(Records)
** begin **

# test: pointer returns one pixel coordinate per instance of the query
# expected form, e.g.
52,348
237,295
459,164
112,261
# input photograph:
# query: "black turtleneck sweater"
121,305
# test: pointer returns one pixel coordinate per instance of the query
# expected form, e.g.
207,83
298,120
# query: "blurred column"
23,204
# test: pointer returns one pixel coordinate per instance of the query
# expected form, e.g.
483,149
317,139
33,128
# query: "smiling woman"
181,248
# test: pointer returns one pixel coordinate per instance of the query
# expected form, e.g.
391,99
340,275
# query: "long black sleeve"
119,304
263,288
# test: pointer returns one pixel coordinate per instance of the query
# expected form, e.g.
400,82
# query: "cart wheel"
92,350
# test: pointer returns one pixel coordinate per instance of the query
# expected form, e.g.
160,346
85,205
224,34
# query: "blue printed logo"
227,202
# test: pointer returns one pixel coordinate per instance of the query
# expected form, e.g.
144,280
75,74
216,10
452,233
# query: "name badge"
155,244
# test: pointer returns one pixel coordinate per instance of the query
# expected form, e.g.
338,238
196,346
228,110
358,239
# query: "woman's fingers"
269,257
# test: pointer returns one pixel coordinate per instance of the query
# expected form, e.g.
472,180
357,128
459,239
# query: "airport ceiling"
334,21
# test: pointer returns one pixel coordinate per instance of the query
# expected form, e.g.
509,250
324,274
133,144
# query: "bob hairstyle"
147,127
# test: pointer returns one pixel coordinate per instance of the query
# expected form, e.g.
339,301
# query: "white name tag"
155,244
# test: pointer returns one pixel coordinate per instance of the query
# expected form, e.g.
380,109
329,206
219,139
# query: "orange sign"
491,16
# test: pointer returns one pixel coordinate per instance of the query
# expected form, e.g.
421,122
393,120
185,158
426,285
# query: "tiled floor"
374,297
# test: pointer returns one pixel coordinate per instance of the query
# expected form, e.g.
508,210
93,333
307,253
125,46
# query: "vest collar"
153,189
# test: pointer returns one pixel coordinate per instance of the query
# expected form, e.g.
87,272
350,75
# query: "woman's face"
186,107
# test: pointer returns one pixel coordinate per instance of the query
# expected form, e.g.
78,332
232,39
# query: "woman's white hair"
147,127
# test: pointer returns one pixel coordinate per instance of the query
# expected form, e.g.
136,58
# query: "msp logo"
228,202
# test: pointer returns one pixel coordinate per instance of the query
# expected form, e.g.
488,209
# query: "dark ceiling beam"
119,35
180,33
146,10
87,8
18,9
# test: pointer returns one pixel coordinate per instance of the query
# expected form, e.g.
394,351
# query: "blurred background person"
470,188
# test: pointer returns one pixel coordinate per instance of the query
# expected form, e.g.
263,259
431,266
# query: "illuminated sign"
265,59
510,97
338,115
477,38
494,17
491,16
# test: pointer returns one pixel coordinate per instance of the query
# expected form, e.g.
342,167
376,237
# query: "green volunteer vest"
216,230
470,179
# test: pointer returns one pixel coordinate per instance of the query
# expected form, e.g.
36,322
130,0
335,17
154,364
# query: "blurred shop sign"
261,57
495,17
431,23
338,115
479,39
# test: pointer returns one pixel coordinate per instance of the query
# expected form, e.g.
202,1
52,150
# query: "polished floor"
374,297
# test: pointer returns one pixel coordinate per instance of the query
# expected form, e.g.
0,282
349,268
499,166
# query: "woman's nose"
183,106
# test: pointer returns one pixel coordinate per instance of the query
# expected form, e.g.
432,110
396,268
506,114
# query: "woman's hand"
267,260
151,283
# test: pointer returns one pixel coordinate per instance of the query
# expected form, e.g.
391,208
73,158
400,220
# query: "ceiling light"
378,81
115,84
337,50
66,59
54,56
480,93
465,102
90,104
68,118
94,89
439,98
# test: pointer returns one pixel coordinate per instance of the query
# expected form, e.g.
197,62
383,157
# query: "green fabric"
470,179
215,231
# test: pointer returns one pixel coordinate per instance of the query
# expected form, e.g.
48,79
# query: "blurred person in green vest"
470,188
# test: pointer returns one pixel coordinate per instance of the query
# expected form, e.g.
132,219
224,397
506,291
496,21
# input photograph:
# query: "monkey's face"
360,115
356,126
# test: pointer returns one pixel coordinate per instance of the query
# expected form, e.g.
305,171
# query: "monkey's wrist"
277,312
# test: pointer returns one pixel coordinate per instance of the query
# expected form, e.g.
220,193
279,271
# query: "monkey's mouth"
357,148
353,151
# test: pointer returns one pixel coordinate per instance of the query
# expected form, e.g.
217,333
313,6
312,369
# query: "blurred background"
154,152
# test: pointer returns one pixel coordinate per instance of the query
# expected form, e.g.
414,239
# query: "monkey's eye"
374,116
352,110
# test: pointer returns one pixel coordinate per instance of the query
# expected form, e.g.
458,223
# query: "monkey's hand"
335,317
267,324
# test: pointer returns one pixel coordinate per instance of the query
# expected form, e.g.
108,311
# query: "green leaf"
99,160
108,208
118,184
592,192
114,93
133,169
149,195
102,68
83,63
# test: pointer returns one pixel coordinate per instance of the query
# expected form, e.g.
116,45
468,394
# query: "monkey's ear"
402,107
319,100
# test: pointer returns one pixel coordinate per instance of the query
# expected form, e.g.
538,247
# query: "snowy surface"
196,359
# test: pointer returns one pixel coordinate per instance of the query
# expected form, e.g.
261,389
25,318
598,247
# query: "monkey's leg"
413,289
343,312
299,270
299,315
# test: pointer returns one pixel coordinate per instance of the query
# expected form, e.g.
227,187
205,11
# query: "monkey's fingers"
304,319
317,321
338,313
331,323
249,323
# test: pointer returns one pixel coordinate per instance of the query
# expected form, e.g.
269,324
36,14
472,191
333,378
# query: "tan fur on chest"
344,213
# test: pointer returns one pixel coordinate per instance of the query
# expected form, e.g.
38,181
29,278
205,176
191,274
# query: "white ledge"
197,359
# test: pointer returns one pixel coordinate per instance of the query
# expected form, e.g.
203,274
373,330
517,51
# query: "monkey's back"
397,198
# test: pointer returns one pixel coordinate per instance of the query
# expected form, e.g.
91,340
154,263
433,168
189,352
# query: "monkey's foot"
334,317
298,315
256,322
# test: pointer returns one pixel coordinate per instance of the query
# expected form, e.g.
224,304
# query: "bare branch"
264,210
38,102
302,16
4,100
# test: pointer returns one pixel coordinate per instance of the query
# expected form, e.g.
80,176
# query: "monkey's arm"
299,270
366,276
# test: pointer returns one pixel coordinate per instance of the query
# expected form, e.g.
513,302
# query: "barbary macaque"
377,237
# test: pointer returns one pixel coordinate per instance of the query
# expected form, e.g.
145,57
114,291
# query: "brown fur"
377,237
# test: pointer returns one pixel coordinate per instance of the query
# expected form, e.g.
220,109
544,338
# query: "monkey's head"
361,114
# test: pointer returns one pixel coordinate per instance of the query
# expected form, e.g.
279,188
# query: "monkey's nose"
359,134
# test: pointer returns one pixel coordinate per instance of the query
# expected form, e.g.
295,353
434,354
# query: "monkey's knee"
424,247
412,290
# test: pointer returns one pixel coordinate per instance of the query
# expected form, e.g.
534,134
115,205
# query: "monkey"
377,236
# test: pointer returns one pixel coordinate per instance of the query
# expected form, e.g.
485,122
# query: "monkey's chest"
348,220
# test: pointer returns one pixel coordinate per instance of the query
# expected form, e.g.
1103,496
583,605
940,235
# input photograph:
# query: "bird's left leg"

** end **

Work instructions: All of the data above should be transcribed exactly.

Answer to the problem:
# test: pointer returns one pixel coordinate per instance of the query
# expected form, e.g.
52,348
237,295
459,164
112,261
# input photograph:
# query: "black turtleneck sweater"
121,305
# test: pointer returns one pixel coordinate per instance of the query
# expected form, e.g.
207,83
298,120
# query: "blurred column"
23,204
# test: pointer returns one pixel coordinate per instance of the query
# expected form, e.g.
483,149
317,139
33,128
# query: "smiling woman"
181,248
# test: pointer returns one pixel coordinate per instance of the query
# expected form, e.g.
391,99
340,275
# query: "long black sleeve"
119,304
263,288
# test: pointer returns one pixel coordinate per instance of the query
# expected form, e.g.
400,82
# query: "cart wheel"
92,350
# test: pointer returns one pixel coordinate per instance of the query
# expected form, e.g.
160,346
85,205
224,34
# query: "blue printed logo"
227,202
# test: pointer returns one pixel coordinate per instance of the query
# expected form, e.g.
144,280
75,74
216,10
452,233
# query: "name badge"
155,244
# test: pointer returns one pixel coordinate per instance of the query
# expected form, e.g.
338,238
196,346
228,110
358,239
# query: "woman's fingers"
269,257
# test: pointer returns one pixel coordinate per instance of the query
# expected form, e.g.
472,180
357,128
459,239
# query: "airport ceiling"
334,21
# test: pointer returns one pixel coordinate per instance of the query
# expected form, e.g.
509,250
324,274
133,144
# query: "bob hairstyle"
147,127
# test: pointer returns one pixel coordinate per instance of the query
# expected form, e.g.
339,301
# query: "white name tag"
155,244
# test: pointer returns one pixel coordinate per instance of the query
# expected form, e.g.
380,109
329,206
219,139
# query: "orange sign"
491,16
# test: pointer returns one pixel coordinate per instance of the query
# expected form, e.g.
421,122
393,120
185,158
426,285
# query: "tiled floor"
374,297
# test: pointer returns one pixel coordinate per instance of the query
# expected form, e.g.
508,210
93,333
307,253
125,46
# query: "vest collar"
153,189
# test: pointer returns one pixel coordinate per instance of the query
# expected form, e.g.
87,272
350,75
# query: "woman's face"
186,107
# test: pointer returns one pixel coordinate per instance of the query
# expected form, e.g.
78,332
232,39
# query: "woman's white hair"
147,127
# test: pointer returns one pixel coordinate per instance of the query
# expected form, e.g.
136,58
# query: "msp logo"
228,202
# test: pointer returns one pixel coordinate per instance of the query
# expected form, e.g.
488,209
# query: "dark ceiling beam"
119,35
180,33
146,10
87,8
18,9
# test: pointer returns one pixel coordinate per instance of the query
# expected form, e.g.
394,351
# query: "blurred background person"
470,188
# test: pointer returns one pixel coordinate per instance of the query
# expected form, e.g.
263,259
431,266
# query: "illuminated sign"
265,59
510,97
338,115
477,38
494,17
491,16
# test: pointer returns one pixel coordinate per instance of the query
# expected form, e.g.
342,167
376,237
# query: "green volunteer vest"
216,230
470,179
# test: pointer returns one pixel coordinate per instance of the query
# expected form, e.g.
36,322
130,0
335,17
154,364
# query: "blurred shop sign"
261,57
495,17
431,23
338,115
479,39
# test: pointer returns one pixel coordinate per instance of the query
# expected form, e.g.
202,1
52,150
# query: "polished floor"
374,297
# test: pointer returns one pixel coordinate per instance of the query
# expected form, e.g.
0,282
349,268
499,166
# query: "woman's nose"
183,106
# test: pointer returns one pixel coordinate per instance of the query
# expected form, e.g.
432,110
396,268
506,114
# query: "woman's hand"
267,260
151,283
# test: pointer returns one pixel coordinate per instance of the query
# expected form, e.g.
391,208
73,158
400,220
# query: "ceiling light"
378,81
115,84
337,50
66,59
54,56
480,93
465,102
90,104
68,118
94,89
439,98
# test: pointer returns one pixel coordinate per instance of the query
# expected form, e.g.
197,62
383,157
# query: "green fabric"
470,179
215,231
# test: pointer returns one pixel coordinate per instance of the query
# expected form, e.g.
48,79
# query: "blurred person in green vest"
470,188
# test: pointer returns one pixel coordinate per instance of the query
# expected form, e.g.
132,219
224,397
506,291
496,21
# input photograph:
# query: "monkey's face"
360,115
356,126
# test: pointer returns one pixel coordinate per instance of the query
# expected form, e.g.
305,171
# query: "monkey's wrist"
277,312
# test: pointer returns one pixel coordinate per instance of the query
# expected form, e.g.
220,193
279,271
# query: "monkey's mouth"
357,148
353,151
# test: pointer returns one pixel coordinate per instance of the query
# expected form, e.g.
217,333
313,6
312,369
# query: "blurred background"
154,152
# test: pointer returns one pixel coordinate per instance of the query
# expected form, e.g.
414,239
# query: "monkey's eye"
374,116
352,110
# test: pointer returns one pixel coordinate per instance of the query
# expected form, e.g.
458,223
# query: "monkey's hand"
335,317
267,324
# test: pointer returns one pixel coordinate per instance of the query
# expected form, e.g.
108,311
# query: "green leaf"
99,160
108,208
118,184
592,192
114,93
133,169
149,195
102,68
83,63
# test: pointer returns one pixel coordinate per instance of the query
# expected form, e.g.
116,45
468,394
# query: "monkey's ear"
402,107
319,100
# test: pointer returns one pixel coordinate per instance of the query
# expected form, e.g.
538,247
# query: "snowy surface"
196,359
# test: pointer returns one pixel coordinate per instance of the query
# expected form, e.g.
261,389
25,318
598,247
# query: "monkey's leg"
413,289
343,312
299,270
299,315
# test: pointer returns one pixel coordinate per instance of the query
# expected form, e.g.
227,187
205,11
# query: "monkey's fingers"
304,319
317,321
338,313
331,323
249,323
# test: pointer returns one pixel coordinate per instance of the query
# expected form, e.g.
269,324
36,14
472,191
333,378
# query: "tan fur on chest"
344,213
# test: pointer returns one pixel coordinate per instance of the query
# expected form, e.g.
38,181
29,278
205,176
191,274
# query: "white ledge"
197,359
# test: pointer returns one pixel coordinate per instance of the query
# expected form, e.g.
203,274
373,330
517,51
# query: "monkey's back"
397,198
# test: pointer returns one pixel coordinate per instance of the query
# expected form, e.g.
91,340
154,263
433,168
189,352
# query: "monkey's foot"
334,317
298,315
256,322
# test: pointer returns one pixel coordinate per instance of the query
# expected form, e.g.
224,304
# query: "bare branch"
264,210
38,102
302,16
4,100
# test: pointer returns one pixel coordinate per instance of the query
# expected form, e.g.
80,176
# query: "monkey's arm"
299,270
366,276
# test: pointer returns one pixel coordinate per instance of the query
# expected form, e.g.
513,302
# query: "barbary macaque"
377,237
# test: pointer returns one pixel coordinate per instance of the query
# expected form, e.g.
145,57
114,291
# query: "brown fur"
377,237
# test: pointer returns one pixel coordinate per instance of the query
# expected form, e.g.
220,109
544,338
# query: "monkey's head"
361,114
# test: pointer returns one pixel coordinate per instance of the query
# expected form, e.g.
279,188
# query: "monkey's nose"
359,134
# test: pointer returns one pixel coordinate per instance of the query
# expected form, e.g.
295,353
434,354
# query: "monkey's knee"
424,247
412,290
# test: pointer returns one pixel coordinate per instance of the query
# expected form, e.g.
534,134
115,205
# query: "monkey"
377,236
# test: pointer returns one pixel coordinate per instance of the query
# expected form, e.g.
485,122
# query: "monkey's chest"
348,220
# test: pointer returns one pixel coordinate per instance of the query
# expected form, e.g.
1103,496
583,605
940,235
# input photograph:
# query: "bird's left leg"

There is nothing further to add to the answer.